● **Detalle de tarea**:
Escala todo lo que va desde la línea que contiene "Tag any visible hillside bank." hasta el final de las líneas, con ambos extremos incluidos. Reescribe esas líneas sin omitir ninguna y multiplica cada coordenada por 0,45, redondeando a números enteros con las mitades hacia arriba.

[Ejemplos de detección]

┄┄┄┄┄┄┄┄┄┄

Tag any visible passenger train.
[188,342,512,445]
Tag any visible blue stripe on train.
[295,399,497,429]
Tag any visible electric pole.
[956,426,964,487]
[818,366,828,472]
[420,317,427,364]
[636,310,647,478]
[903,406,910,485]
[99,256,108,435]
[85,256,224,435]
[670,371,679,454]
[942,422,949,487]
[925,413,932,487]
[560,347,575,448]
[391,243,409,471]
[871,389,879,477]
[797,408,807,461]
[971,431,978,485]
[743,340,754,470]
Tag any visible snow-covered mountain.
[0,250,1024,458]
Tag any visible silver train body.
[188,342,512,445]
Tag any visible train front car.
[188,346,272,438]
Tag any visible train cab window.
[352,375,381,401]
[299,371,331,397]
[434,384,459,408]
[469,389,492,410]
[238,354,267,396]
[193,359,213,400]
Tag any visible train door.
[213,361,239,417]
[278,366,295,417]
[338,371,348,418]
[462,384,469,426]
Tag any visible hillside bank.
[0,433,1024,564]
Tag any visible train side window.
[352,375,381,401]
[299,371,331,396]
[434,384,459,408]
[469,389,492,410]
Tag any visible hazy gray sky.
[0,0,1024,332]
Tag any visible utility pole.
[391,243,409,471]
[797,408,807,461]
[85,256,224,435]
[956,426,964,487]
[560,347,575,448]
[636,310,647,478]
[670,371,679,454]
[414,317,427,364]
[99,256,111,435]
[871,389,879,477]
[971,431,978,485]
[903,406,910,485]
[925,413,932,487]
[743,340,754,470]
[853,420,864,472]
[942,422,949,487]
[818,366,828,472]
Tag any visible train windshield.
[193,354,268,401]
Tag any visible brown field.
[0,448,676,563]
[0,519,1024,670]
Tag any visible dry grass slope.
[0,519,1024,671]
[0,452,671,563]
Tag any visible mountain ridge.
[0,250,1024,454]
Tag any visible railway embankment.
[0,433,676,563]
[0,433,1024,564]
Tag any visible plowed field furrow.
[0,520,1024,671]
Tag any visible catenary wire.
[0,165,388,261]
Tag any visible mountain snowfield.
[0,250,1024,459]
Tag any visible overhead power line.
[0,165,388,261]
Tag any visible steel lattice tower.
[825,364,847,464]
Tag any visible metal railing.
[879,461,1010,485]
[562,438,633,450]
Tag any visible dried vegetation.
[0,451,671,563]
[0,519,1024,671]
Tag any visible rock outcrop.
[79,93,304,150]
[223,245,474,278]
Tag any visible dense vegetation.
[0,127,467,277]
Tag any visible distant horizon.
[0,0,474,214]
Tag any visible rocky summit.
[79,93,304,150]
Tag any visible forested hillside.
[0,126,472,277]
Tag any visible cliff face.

┄┄┄┄┄┄┄┄┄┄

● **Respuesta**:
Tag any visible hillside bank.
[0,195,461,254]
Tag any visible train side window.
[158,169,171,180]
[135,167,149,178]
[195,173,207,184]
[211,175,221,185]
Tag any visible hazy gray sky.
[0,0,461,149]
Tag any visible utility pole.
[176,109,184,212]
[359,184,363,207]
[38,115,101,196]
[430,192,434,219]
[252,156,259,202]
[286,140,291,215]
[302,167,306,204]
[186,143,192,164]
[45,115,50,196]
[392,175,396,215]
[437,194,440,218]
[406,183,410,218]
[416,186,419,219]
[334,153,339,212]
[384,189,389,212]
[424,190,427,219]
[368,165,373,212]
Tag any visible train windshield.
[87,159,121,180]
Tag any visible brown field.
[0,202,304,253]
[0,234,461,302]
Tag any visible dry grass slope.
[0,234,461,302]
[0,203,302,253]
Tag any visible mountain ridge.
[0,113,461,204]
Tag any visible railway embankment.
[0,195,304,253]
[0,195,461,254]
Tag any visible plowed field furrow.
[0,234,461,302]
Tag any visible catenary wire.
[0,74,175,117]
Tag any visible mountain snowfield.
[0,113,461,207]
Tag any visible overhead power line.
[0,74,175,117]
Tag any visible steel lattice tower.
[371,164,381,209]
Tag any visible metal railing.
[396,207,455,218]
[253,197,285,203]
Tag any visible dried vegetation.
[0,203,302,253]
[0,234,461,302]
Tag any visible rock outcrop.
[36,42,137,68]
[100,110,213,125]
Tag any visible dense vegetation.
[0,57,210,125]
Tag any visible distant horizon.
[0,0,213,96]
Tag any visible rocky summit.
[36,42,137,68]
Tag any visible forested hillside.
[0,57,212,125]
Tag any visible cliff face.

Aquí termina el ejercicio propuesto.